The problem:
Please change every "Reported" in the data below to "Located" and give the data again with nothing else altered.

Task data:
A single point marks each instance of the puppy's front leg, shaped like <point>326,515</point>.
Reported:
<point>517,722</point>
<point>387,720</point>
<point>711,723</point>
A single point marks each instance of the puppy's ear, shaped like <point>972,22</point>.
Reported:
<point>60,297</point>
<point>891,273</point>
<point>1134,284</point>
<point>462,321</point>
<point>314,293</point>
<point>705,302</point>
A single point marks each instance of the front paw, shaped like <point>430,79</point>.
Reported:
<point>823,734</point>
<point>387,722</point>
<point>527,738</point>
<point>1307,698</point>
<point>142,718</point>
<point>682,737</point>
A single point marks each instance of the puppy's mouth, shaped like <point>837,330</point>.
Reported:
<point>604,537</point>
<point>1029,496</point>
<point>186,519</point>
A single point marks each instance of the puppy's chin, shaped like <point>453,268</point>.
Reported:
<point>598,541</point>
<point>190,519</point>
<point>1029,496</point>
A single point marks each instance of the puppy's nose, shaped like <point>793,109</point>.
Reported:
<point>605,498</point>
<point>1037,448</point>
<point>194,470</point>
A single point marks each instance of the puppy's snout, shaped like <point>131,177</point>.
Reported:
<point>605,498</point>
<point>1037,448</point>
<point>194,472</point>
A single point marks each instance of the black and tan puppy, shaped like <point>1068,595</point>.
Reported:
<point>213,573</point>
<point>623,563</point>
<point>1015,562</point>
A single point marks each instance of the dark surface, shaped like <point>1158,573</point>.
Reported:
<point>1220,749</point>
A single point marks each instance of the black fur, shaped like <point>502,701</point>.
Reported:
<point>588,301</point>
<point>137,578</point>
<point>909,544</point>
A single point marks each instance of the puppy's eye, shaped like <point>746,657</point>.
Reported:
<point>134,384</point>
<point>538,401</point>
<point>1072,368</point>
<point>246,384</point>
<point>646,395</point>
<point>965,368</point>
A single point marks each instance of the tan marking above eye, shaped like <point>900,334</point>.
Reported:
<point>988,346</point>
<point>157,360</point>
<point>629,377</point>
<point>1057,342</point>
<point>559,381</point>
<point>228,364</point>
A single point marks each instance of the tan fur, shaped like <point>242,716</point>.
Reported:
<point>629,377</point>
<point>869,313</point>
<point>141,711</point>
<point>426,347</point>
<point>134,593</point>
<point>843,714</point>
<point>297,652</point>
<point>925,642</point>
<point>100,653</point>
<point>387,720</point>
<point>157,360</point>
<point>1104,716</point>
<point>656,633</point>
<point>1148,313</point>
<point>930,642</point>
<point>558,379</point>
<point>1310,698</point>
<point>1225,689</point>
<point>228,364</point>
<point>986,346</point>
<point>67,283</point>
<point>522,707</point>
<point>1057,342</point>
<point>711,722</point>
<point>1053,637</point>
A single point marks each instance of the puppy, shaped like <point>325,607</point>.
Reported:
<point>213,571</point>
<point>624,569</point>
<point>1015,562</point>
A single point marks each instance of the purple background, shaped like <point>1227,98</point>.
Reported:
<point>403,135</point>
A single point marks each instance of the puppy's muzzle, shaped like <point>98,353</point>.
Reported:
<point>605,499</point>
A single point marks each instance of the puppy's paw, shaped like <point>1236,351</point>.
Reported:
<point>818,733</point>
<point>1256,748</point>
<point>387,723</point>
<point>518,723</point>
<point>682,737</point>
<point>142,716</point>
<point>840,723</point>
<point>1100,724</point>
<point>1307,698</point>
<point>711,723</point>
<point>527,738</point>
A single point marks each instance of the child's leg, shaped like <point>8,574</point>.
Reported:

Response to the exercise:
A single point marks each instance of the puppy's front leg, shaped like <point>326,515</point>.
Located:
<point>517,722</point>
<point>387,720</point>
<point>711,723</point>
A single point marks each instance of the puppy's ear, shaped like <point>972,22</point>.
Located:
<point>60,297</point>
<point>891,273</point>
<point>1134,284</point>
<point>462,321</point>
<point>314,293</point>
<point>705,302</point>
A single point marks each instance of the front paw, shaped like <point>430,79</point>.
Located:
<point>823,734</point>
<point>387,722</point>
<point>527,738</point>
<point>1307,698</point>
<point>142,718</point>
<point>682,737</point>
A single point marks each instance of the puppy's mouth, shaped like <point>837,330</point>.
Located:
<point>604,537</point>
<point>1029,496</point>
<point>186,519</point>
A single point marks each instance of the puppy's chin, shaped like <point>453,268</point>.
Located:
<point>598,541</point>
<point>190,519</point>
<point>1029,496</point>
A single point marks each instance of the puppy's nose, shaped like <point>793,109</point>.
Located:
<point>605,498</point>
<point>1037,448</point>
<point>194,470</point>
A single point marks each instance of the puppy's snout, shaped like <point>131,177</point>.
Located:
<point>605,498</point>
<point>1037,448</point>
<point>194,472</point>
A single point marks each instance of the black and tan puppy, shaped like <point>1068,595</point>.
Located:
<point>213,573</point>
<point>623,563</point>
<point>1015,562</point>
A single point marks each instance of the dark surface, shaped like <point>1158,573</point>.
Located:
<point>1220,749</point>
A single point marks each instance of the black fur, shaped like <point>502,701</point>.
Located:
<point>588,301</point>
<point>137,578</point>
<point>909,544</point>
A single point marks each instance of the puppy's eye, shaped like <point>746,657</point>.
Located:
<point>134,384</point>
<point>538,401</point>
<point>1072,368</point>
<point>246,384</point>
<point>646,395</point>
<point>965,368</point>
A single point marks each instance of the tan marking above eye, shaped like <point>900,334</point>.
Located:
<point>988,346</point>
<point>157,360</point>
<point>629,377</point>
<point>1057,342</point>
<point>559,381</point>
<point>228,364</point>
A single point marks each instance of the tan fur, shaped like <point>242,716</point>.
Located:
<point>629,377</point>
<point>869,313</point>
<point>141,711</point>
<point>426,347</point>
<point>134,593</point>
<point>843,714</point>
<point>297,652</point>
<point>925,642</point>
<point>100,653</point>
<point>387,720</point>
<point>157,360</point>
<point>1104,716</point>
<point>656,633</point>
<point>1148,313</point>
<point>930,642</point>
<point>558,379</point>
<point>1310,698</point>
<point>1225,689</point>
<point>228,364</point>
<point>986,346</point>
<point>67,283</point>
<point>522,707</point>
<point>1057,342</point>
<point>711,722</point>
<point>1053,637</point>
A single point marks each instance of the puppy, shaped like <point>325,607</point>.
Located:
<point>213,571</point>
<point>624,569</point>
<point>1015,562</point>
A single point marks each instance of the purple background, shaped like <point>1227,98</point>.
Located:
<point>403,135</point>
A single point marks each instance of the puppy's muzzle, shaped like <point>98,353</point>.
Located:
<point>605,499</point>
A single point marks each instance of the puppy's paw, shaped like <point>1236,351</point>.
Located:
<point>818,733</point>
<point>1256,748</point>
<point>387,723</point>
<point>518,723</point>
<point>682,737</point>
<point>142,716</point>
<point>840,723</point>
<point>1100,724</point>
<point>1307,698</point>
<point>711,723</point>
<point>527,738</point>
A single point marks each instance of the child's leg, shaped like <point>8,574</point>.
Located:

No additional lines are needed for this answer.